• Goal of the exercise
Of the records below, reproduce only the span that opens with the line containing "Target: white surf line" and closes with the last line.

[[ Records for processing, beginning ]]

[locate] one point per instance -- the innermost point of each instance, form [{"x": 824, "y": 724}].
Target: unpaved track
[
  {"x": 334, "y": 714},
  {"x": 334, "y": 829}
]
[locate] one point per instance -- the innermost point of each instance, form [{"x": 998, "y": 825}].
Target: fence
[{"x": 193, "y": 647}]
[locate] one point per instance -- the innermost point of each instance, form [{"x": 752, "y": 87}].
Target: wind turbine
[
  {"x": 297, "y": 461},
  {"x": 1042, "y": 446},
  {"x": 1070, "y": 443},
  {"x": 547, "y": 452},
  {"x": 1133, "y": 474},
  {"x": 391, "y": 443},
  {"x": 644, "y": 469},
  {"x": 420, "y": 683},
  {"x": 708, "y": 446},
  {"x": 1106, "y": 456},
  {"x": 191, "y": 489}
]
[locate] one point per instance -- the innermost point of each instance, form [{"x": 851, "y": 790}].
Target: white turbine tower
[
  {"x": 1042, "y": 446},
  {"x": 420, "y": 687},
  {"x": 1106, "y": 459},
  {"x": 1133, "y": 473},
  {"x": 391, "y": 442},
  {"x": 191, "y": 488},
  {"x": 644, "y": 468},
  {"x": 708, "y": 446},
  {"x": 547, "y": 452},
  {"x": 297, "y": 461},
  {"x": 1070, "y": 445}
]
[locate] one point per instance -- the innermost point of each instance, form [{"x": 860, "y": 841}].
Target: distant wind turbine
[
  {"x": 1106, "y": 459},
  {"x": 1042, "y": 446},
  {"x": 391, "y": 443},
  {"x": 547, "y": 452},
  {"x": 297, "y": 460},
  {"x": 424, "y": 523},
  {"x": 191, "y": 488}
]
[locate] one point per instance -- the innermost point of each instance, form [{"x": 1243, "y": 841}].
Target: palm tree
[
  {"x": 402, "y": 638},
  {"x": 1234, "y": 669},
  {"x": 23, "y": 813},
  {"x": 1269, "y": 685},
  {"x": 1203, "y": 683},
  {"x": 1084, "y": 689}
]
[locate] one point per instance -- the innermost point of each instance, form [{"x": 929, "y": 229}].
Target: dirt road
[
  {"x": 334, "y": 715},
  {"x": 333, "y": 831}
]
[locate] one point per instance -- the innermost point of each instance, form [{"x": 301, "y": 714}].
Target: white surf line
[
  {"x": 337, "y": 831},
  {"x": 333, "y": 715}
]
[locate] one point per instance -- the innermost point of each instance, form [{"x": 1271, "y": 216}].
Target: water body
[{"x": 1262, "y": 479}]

[[ Records for processing, end ]]

• Result for this exercise
Target: white surf line
[
  {"x": 337, "y": 831},
  {"x": 333, "y": 715}
]
[locate] one point per instance -- the innermost point of each instance, form [{"x": 1271, "y": 216}].
Target: water body
[{"x": 1262, "y": 479}]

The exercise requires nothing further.